• Action item:
Determine the number of lines in the data that contain "white". Answer with that number only.

• The data:

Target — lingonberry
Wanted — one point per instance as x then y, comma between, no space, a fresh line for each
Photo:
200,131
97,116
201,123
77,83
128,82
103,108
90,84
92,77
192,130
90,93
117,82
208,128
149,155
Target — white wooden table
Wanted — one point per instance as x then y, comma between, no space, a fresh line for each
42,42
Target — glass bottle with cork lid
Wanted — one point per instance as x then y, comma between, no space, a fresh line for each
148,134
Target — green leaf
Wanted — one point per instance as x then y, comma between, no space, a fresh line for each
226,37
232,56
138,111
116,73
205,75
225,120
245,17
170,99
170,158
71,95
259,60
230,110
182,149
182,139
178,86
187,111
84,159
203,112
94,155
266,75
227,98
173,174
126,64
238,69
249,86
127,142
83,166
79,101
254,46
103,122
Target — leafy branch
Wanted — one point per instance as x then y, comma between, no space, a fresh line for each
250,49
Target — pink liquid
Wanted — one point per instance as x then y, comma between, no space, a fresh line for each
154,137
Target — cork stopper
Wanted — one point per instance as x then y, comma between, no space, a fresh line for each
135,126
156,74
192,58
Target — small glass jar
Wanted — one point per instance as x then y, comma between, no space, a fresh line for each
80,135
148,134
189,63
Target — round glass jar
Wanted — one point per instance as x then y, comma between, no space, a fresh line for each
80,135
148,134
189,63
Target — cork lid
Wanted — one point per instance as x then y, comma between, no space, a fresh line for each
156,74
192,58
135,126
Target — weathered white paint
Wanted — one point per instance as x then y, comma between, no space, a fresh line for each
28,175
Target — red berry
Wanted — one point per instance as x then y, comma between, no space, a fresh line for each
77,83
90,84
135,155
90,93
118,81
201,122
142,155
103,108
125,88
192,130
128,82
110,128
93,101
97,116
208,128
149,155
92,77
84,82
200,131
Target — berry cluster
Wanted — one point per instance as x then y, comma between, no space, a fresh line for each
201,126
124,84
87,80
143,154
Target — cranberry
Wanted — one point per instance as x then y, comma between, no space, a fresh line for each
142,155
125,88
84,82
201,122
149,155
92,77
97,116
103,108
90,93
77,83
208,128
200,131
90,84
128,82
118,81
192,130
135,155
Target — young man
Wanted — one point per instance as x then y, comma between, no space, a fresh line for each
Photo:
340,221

• Task output:
2